# Start of INPUT MATERIAL

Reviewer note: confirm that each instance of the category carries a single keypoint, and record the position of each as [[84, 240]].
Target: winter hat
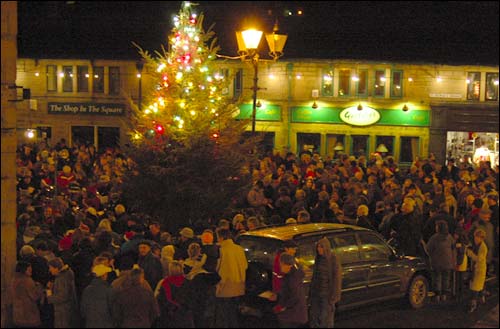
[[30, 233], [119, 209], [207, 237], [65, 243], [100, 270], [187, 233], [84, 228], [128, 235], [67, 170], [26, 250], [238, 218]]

# End of INPUT MATERIAL
# Start of INPUT MATERIAL

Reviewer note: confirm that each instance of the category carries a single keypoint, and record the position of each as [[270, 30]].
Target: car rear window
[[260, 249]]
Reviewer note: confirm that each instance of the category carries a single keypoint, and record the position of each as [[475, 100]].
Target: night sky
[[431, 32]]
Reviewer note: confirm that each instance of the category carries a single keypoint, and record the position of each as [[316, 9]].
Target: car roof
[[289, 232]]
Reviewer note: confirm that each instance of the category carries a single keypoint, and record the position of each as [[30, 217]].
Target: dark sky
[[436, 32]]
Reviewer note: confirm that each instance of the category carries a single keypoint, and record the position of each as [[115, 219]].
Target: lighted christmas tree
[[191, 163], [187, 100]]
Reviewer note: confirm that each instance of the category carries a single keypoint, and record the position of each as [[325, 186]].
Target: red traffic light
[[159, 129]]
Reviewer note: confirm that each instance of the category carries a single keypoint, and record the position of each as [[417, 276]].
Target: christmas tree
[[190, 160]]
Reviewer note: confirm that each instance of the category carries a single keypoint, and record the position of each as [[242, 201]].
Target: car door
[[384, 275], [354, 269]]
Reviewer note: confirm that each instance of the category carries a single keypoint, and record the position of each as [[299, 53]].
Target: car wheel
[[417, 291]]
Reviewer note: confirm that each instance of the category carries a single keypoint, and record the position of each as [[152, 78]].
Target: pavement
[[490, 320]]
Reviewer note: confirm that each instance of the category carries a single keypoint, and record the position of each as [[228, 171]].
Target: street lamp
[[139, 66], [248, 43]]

# End of INPUT MATERIAL

▶ INSTRUCTIONS FOR THE TASK:
Starting at the line that contains "as [[417, 276]]." and ending with the line that contains "[[139, 66], [248, 43]]", change "Reviewer note" to "Auditor note". Reproduce only those lines, with everything else left as it stands.

▶ SOLUTION:
Auditor note: confirm that each instance of the category carries a single keypoint, and record the position of each as [[417, 276]].
Target: christmas tree
[[190, 160]]
Auditor note: confirm that each instance of the category carries a single keypoint, and record the position of each as [[242, 201]].
Target: car door
[[384, 275], [354, 269]]
Auditor note: confirm that each instance of the category carries a single keypoint, and record the position of each as [[299, 53]].
Target: car wheel
[[417, 291]]
Auditor note: confirm that each instance of the category carries a single keypoint, and record the position of each as [[152, 78]].
Target: pavement
[[490, 320]]
Auditor note: confirm that each instance of the category carries a single keypoint, and record the position of each as [[228, 171]].
Target: street lamp
[[139, 66], [248, 43]]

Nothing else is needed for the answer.